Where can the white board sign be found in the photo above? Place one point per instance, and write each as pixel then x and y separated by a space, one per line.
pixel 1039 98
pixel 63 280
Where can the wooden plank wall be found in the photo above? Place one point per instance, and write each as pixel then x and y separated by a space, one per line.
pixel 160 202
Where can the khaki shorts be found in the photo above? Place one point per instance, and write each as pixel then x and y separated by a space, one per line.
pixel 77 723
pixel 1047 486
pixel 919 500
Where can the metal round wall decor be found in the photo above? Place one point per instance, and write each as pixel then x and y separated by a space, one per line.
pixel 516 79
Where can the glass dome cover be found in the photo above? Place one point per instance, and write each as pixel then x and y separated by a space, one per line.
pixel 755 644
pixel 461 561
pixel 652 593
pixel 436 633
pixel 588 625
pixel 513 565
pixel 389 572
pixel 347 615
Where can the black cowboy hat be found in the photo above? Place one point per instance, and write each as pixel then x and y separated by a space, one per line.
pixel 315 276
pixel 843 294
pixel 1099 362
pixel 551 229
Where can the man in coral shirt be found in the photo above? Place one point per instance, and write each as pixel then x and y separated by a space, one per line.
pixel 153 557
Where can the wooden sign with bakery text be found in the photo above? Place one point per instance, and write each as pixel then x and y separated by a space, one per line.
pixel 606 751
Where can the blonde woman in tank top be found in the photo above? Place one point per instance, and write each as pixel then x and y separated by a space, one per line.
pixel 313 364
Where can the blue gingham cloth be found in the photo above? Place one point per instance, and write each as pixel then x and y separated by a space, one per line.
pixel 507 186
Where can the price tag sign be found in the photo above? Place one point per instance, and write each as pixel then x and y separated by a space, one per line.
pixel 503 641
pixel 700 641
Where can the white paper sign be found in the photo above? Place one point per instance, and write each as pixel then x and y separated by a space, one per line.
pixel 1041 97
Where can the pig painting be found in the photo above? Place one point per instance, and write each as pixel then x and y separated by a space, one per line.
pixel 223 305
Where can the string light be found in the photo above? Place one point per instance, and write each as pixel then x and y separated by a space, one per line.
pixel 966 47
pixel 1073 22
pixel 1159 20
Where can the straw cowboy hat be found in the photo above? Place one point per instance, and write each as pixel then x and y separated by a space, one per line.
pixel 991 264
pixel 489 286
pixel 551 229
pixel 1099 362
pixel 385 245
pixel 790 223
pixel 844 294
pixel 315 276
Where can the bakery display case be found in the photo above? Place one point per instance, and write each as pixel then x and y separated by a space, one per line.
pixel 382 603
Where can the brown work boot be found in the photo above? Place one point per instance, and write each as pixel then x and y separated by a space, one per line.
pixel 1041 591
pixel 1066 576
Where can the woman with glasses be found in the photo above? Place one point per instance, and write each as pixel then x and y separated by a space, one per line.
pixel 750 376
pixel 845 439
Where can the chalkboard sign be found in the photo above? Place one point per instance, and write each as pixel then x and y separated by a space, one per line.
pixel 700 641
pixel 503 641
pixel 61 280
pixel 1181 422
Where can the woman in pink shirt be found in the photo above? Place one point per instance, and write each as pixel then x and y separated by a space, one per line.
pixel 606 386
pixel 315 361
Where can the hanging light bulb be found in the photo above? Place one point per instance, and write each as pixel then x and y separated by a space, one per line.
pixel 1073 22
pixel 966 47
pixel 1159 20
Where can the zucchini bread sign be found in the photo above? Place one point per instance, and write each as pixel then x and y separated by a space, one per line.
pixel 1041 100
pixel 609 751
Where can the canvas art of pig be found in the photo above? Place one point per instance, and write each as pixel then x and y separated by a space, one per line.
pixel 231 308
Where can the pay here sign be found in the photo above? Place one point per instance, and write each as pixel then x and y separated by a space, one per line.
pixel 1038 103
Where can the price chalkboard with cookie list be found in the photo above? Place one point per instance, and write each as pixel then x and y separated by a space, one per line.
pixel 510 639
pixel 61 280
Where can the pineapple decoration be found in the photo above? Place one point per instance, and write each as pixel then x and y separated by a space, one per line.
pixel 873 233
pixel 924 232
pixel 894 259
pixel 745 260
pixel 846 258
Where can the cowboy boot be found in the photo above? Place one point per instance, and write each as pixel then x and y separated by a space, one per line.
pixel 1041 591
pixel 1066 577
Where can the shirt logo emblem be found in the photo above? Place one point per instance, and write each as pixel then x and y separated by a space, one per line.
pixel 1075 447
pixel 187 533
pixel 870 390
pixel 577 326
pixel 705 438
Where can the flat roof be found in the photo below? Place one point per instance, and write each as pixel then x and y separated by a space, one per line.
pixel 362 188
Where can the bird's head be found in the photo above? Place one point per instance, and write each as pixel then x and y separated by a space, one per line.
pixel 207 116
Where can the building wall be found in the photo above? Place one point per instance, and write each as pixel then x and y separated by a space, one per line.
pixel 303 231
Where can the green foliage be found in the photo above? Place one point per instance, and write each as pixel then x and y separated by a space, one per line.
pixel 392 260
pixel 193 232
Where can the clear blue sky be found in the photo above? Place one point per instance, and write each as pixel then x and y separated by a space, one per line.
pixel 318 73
------------------------------------
## What you will do
Print the records above in full, exactly.

## The answer
Where can the white board sign be found in the photo above? Place one point per instance, and write each as pixel then x and y separated by a space, one per line.
pixel 1039 98
pixel 63 280
Where can the wooden plank wall be found in the photo above? Place one point per instance, and write each as pixel then x and y separated by a space, one per line.
pixel 160 202
Where can the khaki shorts be found in the photo above? Place one point per instance, and write each as pixel then x and y separated by a space, one per line.
pixel 77 723
pixel 1047 486
pixel 919 500
Where can the metal round wall decor be found in the photo above? Place one point per instance, and write each as pixel then x and y separated by a space, one per line.
pixel 516 79
Where can the glass dome cover be found in the photo above? Place one point per instance, and write each as pixel then x and y separated by a space, one per line.
pixel 755 644
pixel 461 561
pixel 652 593
pixel 436 633
pixel 588 625
pixel 513 565
pixel 389 572
pixel 347 615
Where can the black cowboy hat be found in the photo above? Place one point per instance, and write each as pixel then x and y separated by a space, one per line.
pixel 315 276
pixel 843 294
pixel 1099 362
pixel 551 229
Where can the man in coral shirt be found in the photo above? Place one point per instance, and write each as pixel then x and y separated by a space, one per line.
pixel 153 557
Where can the wooden sign with bakery text be found in the photo above? Place one point per instance, and write each as pixel then x and y separated by a space, one per line.
pixel 606 751
Where can the blonde woman in tank top be found in the photo above? Place one point per instance, and write each as pixel then x and y separated by a space, one per line.
pixel 313 364
Where can the blue gingham cloth be found in the photo above? Place one point per instance, and write each as pixel then x and y separated by a space, one per line.
pixel 507 186
Where can the price tag sign be found in the photo above? Place one point per instance, and write each as pixel then x and y separated by a space, one per line.
pixel 503 641
pixel 700 641
Where can the white paper sign be found in the photo above? Place one point per instance, and write each as pixel then x and y separated by a space, one per line.
pixel 1041 97
Where can the pig painting be found in the photo above? Place one point per instance, and write each as pixel then x and y separated by a space, one per line.
pixel 223 305
Where can the string light be found in the photo above? Place one point per instance, and write each as pixel then x and y separated by a space, one per line.
pixel 966 47
pixel 1073 22
pixel 1159 20
Where can the straw cowboy hat be found in the photo above? Place one point per instance, and write each as pixel then x and y separated by a space, one per line.
pixel 991 264
pixel 489 286
pixel 551 229
pixel 1099 362
pixel 385 245
pixel 790 223
pixel 844 294
pixel 315 276
Where can the bakery display case be found in the photo above? Place one point per instance, and write each as pixel then x and y separated by a space, one per line.
pixel 382 603
Where can the brown work boot be found in the photo above? Place one point per instance, and write each as pixel then x and y separated by a space, one per line.
pixel 1041 591
pixel 1066 576
Where can the woman with glasses be found in the photo above? Place one point per instance, and write each as pixel then x and y separated by a space, one per line.
pixel 750 376
pixel 845 439
Where can the chalkboard sign be found in the photo above? Place one point per instance, and write each as pixel then x and y separated by a space, one per line.
pixel 700 641
pixel 503 641
pixel 61 280
pixel 1181 422
Where can the woman in pink shirt be found in the photo above? Place one point per instance, and write each as pixel then x and y separated by a space, one per line.
pixel 606 386
pixel 315 361
Where can the hanging light bulb be found in the photo above? Place one point per instance, and write each as pixel then x and y separated by a space, one per line.
pixel 1073 22
pixel 966 47
pixel 1159 20
Where can the zucchini bread sign be found in the photo above? Place one point per instance, and write each as pixel then x and y separated by a space, one per line.
pixel 1041 100
pixel 609 751
Where can the canvas art of pig be found in the photo above? Place one point per instance, and write each as pixel then x and y separated by a space, one per line.
pixel 231 308
Where can the pay here sign be found in the photo above? Place one point per instance, and write each as pixel then x and y separated by a space, one per line.
pixel 1038 103
Where can the price chalkboard with cookie list be found in the photo above? Place one point per instance, and write each as pixel then x and y separated by a space, one per line.
pixel 510 639
pixel 61 280
Where can the pineapple decoration be found in the photo above? Place one point per instance, and write each as pixel then x and y separated by a space, one per line.
pixel 873 233
pixel 924 232
pixel 894 259
pixel 745 260
pixel 846 258
Where can the cowboy boot be found in the photo above? Place one point per instance, and write each as pixel then x and y separated by a space, one per line.
pixel 1041 591
pixel 1066 577
Where can the shirt logo emblem be found in the photo above? Place one point per instance, and write each as pixel then x and y separated by a space, one per line.
pixel 1075 447
pixel 187 533
pixel 870 390
pixel 577 326
pixel 705 438
Where can the flat roof be found in the photo below? Place one point per instance, and write each as pixel then x and y separated by a space, one per line.
pixel 362 188
Where can the bird's head be found in the photo above? Place one point per instance, and write each as pixel then x and y separated by a space, one per line.
pixel 207 116
Where can the building wall be found in the photo above? Place one point per instance, and write each as pixel then x and y separated by a space, one per line.
pixel 303 231
Where can the green foliage be found in the photo above? Place one point per instance, and write each as pixel then x and y separated by a space, one per line.
pixel 392 260
pixel 193 232
Where can the clear blue sky be found in the photo above? Place one point per instance, and write each as pixel then x and y separated by a space, one per line.
pixel 318 73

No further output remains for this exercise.